Work instruction: Every entry below needs to be printed again exactly, with its pictures left out.

--- Source data Enclosed Below ---

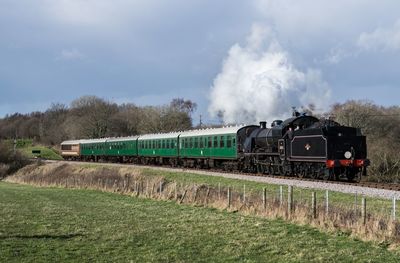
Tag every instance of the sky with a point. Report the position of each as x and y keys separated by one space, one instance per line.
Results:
x=249 y=60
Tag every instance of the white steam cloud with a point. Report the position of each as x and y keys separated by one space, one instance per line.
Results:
x=259 y=82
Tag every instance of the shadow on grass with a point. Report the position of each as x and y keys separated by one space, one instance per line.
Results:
x=44 y=236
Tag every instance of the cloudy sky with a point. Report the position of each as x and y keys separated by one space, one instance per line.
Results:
x=243 y=58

--- End of Enclosed Source data ---

Response area:
Tag every instance of the sky with a point. Report the position of each as x and y keys separated by one space, one instance per line.
Results:
x=249 y=60
Tag every instance of the white steam cloud with a point. Report the position of each as x and y keys separated by one space, one instance per line.
Results:
x=259 y=82
Tag every instance of the shadow on grass with a point. Report the position of each as x and y keys separated by one space, one instance per line.
Results:
x=44 y=236
Tag every instance of the cloudy sky with a point. Report the position of each as x and y keys separated by one space, one instance per line.
Results:
x=243 y=58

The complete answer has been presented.